======== SOURCE TEXT

Maximize Marketing/Sales Investments

Without a process understanding and process management of marketing/sales, it is impossible to know what affect a change in the system will have.

You can make informed decisions on where to invest in marketing/sales to increase sales without relying on a gut feeling or guesswork. This is important in any economy, but especially in a down economy.

How are you managing your marketing/sales expenses? Are you cutting the expenses you don’t feel are working? Are you increasing the ones you think could make a difference? You are doing something, aren’t you?
You undoubtedly examine your operations, general and administrative and R&D budgets to identify areas that don’t add value. This is especially critical in a down economy. Besides waste, activities that don’t contribute to short-term revenue, and aren’t critical to long-term success, have probably been under scrutiny, if not already cut.

Cutting waste is an easy decision, though you have to wonder how it keeps creeping in; and while no one likes to cut productive effort, if you’re a well managed business, at least operations, R&D and G&A can be assessed to determine what the impact of a cut will be.

Although you may make investments or changes in investments in marketing/sales based on guesswork and gut feel, in tough times, it is imperative to know what to do. If you get it wrong in a down market, you may not be around to see the upturn, or you may be so far out of position that the upturn misses you. No other business process was ever successfully managed this way, though business people tried with all of them at one time or another.

Without a true process understanding and process management of marketing/sales, it is impossible to know what affect a change in the system—a cutback or a shift in resource allocation for example—will have. You want to cut only those areas that will not affect sales volume. But which ones are they? Or perhaps you want to shift resources so as to increase sales in this down market. How do you do that?

Constraint analysis is a practice that has proved its worth on the manufacturing side of the business over the last 20 years. It is a general management principle, one that can be applied to any well-defined process.

If you view marketing and sales activities as a series of work cells (as a manufacturing plant for customers, if you will), each activity with inputs, work performed by the activity (work cell), and outputs to other cells (activities), then you can construct a process understanding of the particular customer manufacturing plant that you are operating. (Your current customer manufacturing plant may not be optimally designed or constructed, but some sort of process is at work to produce output [customers].)

Once you view your marketing/sales function in this way, it becomes obvious that at any given time, one—and usually not more than two—of those activity cells is the constraint to sales. Adding resources to any other cell will not improve sales revenue. Only adding resource to the constrained activity will increase sales. That’s why each time you guess wrong about what to do to increase sales, you are in effect, adding resource to an unconstrained activity. Money gets spent, but no increase in output or throughput is achieved.

Once that constraint is relieved, another cell becomes the system constraint, and it gets resourced next. However, either output or throughput or both are increasing as you relieve constraints. It also follows that if you know what the top constraint to your marketing/sales process is, you also know what it isn’t. These non-constraints can often have resources removed or reallocated to the constrained area or simply cut to improve the bottom line in this tough market (and any time for that matter).

Today, when the issues on the table are where to cut and how to grow sales (simultaneously), those companies without a real process view of
their marketing/sales function will be cutting in the dark.

================

In the article on marketing/sales investments, how many activity cells are usually the constraint to sales at any given time?

======== MATERIAL SHOWN

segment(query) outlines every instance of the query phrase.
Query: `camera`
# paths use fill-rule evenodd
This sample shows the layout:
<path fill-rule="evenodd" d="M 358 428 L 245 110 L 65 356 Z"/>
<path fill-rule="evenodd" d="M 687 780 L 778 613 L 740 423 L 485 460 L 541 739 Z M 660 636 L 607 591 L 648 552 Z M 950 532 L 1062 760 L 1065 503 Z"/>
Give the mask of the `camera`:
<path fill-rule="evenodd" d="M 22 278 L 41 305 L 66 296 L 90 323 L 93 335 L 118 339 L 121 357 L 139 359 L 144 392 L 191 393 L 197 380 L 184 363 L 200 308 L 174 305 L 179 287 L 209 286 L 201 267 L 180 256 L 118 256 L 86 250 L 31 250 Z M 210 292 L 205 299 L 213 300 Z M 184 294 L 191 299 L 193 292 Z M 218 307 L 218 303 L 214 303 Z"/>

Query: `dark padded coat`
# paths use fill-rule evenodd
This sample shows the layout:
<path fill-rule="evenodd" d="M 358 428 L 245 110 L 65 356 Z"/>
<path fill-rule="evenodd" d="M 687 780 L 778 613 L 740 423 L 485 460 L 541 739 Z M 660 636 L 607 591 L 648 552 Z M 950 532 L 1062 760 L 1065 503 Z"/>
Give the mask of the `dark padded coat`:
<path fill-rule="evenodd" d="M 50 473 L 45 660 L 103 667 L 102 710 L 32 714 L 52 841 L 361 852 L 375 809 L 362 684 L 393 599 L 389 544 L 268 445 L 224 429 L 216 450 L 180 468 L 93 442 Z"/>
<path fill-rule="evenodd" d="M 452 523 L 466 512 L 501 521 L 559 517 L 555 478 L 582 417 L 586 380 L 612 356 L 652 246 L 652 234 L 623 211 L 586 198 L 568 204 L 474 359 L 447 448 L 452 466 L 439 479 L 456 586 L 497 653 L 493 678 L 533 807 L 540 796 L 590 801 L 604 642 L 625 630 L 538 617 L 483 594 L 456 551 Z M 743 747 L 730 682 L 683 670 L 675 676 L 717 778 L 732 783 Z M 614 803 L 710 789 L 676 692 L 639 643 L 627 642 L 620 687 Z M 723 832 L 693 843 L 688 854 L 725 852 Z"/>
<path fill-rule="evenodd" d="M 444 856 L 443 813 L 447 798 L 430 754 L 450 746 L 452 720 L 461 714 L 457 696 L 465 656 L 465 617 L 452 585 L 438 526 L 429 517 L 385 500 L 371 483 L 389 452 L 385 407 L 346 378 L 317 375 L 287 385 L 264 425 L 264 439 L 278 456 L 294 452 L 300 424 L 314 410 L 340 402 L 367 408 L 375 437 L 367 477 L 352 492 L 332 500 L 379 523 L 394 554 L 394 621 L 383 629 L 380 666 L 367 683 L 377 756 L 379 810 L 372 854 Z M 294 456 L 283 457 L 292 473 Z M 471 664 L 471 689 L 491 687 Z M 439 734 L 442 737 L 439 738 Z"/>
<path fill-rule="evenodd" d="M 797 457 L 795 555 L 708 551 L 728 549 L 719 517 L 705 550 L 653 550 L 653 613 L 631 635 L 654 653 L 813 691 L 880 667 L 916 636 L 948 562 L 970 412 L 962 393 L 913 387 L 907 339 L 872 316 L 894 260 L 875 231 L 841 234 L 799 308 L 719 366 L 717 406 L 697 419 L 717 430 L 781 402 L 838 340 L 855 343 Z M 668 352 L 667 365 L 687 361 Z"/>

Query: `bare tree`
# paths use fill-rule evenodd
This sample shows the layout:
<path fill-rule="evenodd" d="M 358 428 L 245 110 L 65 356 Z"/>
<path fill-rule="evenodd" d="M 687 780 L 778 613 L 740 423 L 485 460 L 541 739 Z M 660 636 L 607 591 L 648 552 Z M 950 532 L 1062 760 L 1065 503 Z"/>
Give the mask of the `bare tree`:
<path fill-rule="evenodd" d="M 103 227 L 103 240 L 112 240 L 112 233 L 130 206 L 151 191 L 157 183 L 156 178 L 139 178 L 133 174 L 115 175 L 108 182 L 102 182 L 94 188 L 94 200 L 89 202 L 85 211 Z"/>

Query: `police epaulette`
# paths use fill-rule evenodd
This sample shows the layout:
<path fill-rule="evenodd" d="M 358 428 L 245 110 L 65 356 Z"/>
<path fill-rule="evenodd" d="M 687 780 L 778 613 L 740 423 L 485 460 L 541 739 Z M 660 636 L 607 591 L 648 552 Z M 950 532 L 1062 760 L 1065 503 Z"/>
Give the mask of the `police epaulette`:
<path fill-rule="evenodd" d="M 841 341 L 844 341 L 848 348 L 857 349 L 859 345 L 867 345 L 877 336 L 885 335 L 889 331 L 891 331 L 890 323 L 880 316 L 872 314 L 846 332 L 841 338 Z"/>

================

(OUTPUT OF THE TASK):
One, and usually not more than two.